[Stored data entries]

+--

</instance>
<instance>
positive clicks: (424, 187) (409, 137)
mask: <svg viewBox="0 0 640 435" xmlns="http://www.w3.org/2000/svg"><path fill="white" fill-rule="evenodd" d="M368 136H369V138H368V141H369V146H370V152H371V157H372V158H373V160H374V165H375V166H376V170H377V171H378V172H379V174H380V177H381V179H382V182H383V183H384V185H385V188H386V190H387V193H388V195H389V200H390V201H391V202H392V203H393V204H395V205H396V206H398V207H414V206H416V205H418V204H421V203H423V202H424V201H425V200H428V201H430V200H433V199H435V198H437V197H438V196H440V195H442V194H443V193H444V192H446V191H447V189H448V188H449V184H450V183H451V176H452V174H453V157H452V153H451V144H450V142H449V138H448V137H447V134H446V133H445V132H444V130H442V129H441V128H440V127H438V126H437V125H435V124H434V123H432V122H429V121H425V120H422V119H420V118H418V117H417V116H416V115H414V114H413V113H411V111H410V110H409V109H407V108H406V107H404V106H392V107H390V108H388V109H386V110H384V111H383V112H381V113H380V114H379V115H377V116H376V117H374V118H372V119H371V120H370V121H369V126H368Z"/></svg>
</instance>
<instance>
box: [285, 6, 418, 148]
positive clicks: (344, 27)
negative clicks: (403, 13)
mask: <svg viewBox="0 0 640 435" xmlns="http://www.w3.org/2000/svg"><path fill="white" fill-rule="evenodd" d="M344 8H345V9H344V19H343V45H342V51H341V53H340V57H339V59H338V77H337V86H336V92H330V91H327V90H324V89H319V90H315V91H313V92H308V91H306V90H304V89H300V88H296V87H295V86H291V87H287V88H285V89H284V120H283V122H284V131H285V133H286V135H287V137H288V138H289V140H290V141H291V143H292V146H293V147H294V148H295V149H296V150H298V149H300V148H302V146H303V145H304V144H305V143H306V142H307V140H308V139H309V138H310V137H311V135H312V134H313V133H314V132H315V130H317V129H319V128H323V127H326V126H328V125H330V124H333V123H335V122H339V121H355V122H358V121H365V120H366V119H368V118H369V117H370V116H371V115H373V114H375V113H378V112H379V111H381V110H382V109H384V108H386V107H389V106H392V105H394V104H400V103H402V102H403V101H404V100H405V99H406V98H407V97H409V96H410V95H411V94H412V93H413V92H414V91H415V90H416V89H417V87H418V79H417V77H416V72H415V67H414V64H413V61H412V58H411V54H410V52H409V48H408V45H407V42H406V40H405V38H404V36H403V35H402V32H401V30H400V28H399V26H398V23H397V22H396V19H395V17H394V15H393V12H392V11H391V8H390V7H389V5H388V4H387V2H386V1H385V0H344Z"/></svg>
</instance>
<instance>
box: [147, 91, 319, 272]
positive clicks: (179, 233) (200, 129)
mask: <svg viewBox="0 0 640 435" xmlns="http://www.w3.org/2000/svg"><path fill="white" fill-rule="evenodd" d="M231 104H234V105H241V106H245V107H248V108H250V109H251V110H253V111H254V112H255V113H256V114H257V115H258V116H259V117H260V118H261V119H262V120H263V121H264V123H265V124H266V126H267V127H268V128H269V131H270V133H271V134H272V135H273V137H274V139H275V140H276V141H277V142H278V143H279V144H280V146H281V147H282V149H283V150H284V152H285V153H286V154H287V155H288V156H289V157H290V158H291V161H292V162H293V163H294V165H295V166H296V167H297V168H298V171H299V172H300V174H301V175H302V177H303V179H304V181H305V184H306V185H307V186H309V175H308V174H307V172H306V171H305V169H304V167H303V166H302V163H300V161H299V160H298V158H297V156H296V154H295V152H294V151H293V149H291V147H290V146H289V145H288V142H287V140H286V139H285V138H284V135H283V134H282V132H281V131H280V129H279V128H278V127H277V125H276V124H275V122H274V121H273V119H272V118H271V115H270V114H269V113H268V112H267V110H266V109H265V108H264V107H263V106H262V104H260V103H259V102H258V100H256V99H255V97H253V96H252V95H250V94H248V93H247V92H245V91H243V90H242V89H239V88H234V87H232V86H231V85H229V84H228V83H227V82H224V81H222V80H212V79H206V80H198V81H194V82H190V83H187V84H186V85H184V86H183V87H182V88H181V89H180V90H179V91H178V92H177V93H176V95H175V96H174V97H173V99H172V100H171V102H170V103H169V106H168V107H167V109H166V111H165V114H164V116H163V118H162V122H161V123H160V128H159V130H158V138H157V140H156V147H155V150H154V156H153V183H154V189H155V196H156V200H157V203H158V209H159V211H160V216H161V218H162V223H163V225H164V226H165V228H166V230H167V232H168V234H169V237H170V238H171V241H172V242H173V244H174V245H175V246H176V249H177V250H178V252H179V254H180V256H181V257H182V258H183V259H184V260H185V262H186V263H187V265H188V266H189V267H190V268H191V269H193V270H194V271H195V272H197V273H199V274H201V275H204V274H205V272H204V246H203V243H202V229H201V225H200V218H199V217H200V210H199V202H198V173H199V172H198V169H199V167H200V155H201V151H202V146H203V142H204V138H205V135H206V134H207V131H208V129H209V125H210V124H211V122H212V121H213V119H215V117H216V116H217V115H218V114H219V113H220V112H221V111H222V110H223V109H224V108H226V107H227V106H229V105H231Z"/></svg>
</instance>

+--

Show me every line in the data above that includes "positive".

▸ Answer section:
positive clicks: (424, 187) (409, 137)
positive clicks: (344, 27)
positive clicks: (179, 233) (200, 129)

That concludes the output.